- [THE PROBLEM] Collect all lines containing the word "instance" from the data.

** MATERIAL FOR THIS TASK follows **

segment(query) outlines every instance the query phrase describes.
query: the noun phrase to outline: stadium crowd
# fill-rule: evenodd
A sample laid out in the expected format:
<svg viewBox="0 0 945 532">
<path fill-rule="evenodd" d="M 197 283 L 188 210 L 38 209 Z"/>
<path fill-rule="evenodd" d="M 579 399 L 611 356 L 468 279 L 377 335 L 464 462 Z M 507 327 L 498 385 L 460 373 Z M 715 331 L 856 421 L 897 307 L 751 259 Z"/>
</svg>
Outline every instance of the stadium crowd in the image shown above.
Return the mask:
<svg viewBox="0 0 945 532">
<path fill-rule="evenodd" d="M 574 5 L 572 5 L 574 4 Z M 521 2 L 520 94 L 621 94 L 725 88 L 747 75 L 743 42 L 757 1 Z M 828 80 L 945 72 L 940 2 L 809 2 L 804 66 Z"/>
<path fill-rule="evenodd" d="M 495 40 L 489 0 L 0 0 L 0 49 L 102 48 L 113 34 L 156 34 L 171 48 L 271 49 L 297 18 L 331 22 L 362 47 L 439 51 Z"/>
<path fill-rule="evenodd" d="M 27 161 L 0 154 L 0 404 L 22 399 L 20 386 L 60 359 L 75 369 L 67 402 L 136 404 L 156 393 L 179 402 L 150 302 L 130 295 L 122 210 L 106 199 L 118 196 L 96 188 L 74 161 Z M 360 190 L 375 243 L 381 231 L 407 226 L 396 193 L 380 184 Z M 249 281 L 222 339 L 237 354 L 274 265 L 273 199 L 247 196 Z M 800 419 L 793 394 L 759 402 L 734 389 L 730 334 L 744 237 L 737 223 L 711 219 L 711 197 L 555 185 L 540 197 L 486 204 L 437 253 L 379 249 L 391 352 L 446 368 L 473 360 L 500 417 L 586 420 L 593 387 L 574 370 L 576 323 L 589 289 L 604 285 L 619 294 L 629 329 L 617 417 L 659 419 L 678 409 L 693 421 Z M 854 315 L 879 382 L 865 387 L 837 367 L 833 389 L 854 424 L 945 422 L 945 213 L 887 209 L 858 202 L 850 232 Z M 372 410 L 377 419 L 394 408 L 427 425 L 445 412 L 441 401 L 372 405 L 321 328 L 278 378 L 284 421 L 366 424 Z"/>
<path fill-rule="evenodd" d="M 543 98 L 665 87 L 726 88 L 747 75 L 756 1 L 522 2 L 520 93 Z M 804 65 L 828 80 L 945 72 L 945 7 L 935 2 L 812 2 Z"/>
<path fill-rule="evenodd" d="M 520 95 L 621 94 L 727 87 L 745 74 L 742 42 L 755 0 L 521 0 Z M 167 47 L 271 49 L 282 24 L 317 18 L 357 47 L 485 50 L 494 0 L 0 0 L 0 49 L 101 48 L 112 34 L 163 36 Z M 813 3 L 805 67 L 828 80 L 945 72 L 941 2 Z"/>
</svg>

** End of MATERIAL FOR THIS TASK **

- [RESPONSE TO THIS EXERCISE]
segment(query) outlines every instance the query phrase describes.
Outline every instance of the stadium crowd in the image shown above.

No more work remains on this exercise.